**TEXT:**

________________

# Summer Seduction Pt.1



## lakergirl (Apr 3, 2005)

Well! I thought it was time to stop lurking and start a new journal.... or try to keep a journal is a better way to put it I guess. I've got some goals, mainly shape up for Summer. I've got to take some measurements, but I know as of now my waist is 26, hips are 34.5. Thanks to a mini growth spurt    I'm now basically 5'2 and I'm weighing in at 111. 

Im thinking I'd like to drop a few pounds of fat, and gain a little size on top, then work on toning. I NEED help triming down my legs. They are sooo short, and I feel unbalanced. Not fat, just sooo muscly already, I dont want to bulk them up anymore.

Plan is going to be pretty much when I feel like doing cardio/weight training. As well as a moderately clean diet. Once classes end, and I have free time to study for exams and workout more, I will be following a program (3 day split with lots of cardio), and going more intensely.

I'm in pretty ok shape physically, still have some tone and stuff, but mentally I am soo weak right now. I dont think i could do sprints or run a mile if my life depended on it!!

A SUMMER OF SEDUCTION IS MADE IN SPRING! HERE WE COME!


----------



## Cardinal (Apr 3, 2005)

The title of your journal definitely has piqued my interest.  From your measurements it looks like you are quite seductive already.  Best of luck!


----------



## LW83 (Apr 4, 2005)

good luck with your goals


----------



## naturaltan (Apr 4, 2005)

Good luck LG.  Hey, are you going to post a pic so that we can see who we are talking to?


----------



## lakergirl (Apr 4, 2005)

Thanks for the comments guys! 

NT, this avi will have to work for now. Im going to try to make it clearer, I think I distorted it when I resized. I SUCK at comps.. ahhaah

So.. this really wasn't the greatest time to start a new journal, I've got the worst headcold ever, and tried cardo today, but I was sniffling waaaay to much.. and it would have been a messy situation.  I'm going to stick with it as much as I can, I don't get sick often, and this will pass in a couple of days.

________________

**DATA EXTRACT:**
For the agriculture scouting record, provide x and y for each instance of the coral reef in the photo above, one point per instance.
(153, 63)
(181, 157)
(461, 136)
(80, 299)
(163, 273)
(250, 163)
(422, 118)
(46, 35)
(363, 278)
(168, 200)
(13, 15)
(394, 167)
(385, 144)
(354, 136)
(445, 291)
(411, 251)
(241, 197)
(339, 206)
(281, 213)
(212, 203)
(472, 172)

________________

**THINGS TO DO:**
(a) Name every distinct user who posted in the fitness journal thread, in order of first appearance.
(b) Retype the fitness journal thread passage that begins with the words containing "Im thinking I'd" and ends with "them up anymore.".

**OUTPUTS BY TASK:**
(a) lakergirl, Cardinal, LW83, naturaltan

(b)
Im thinking I'd like to drop a few pounds of fat, and gain a little size on top, then work on toning. I NEED help triming down my legs. They are sooo short, and I feel unbalanced. Not fat, just sooo muscly already, I dont want to bulk them up anymore.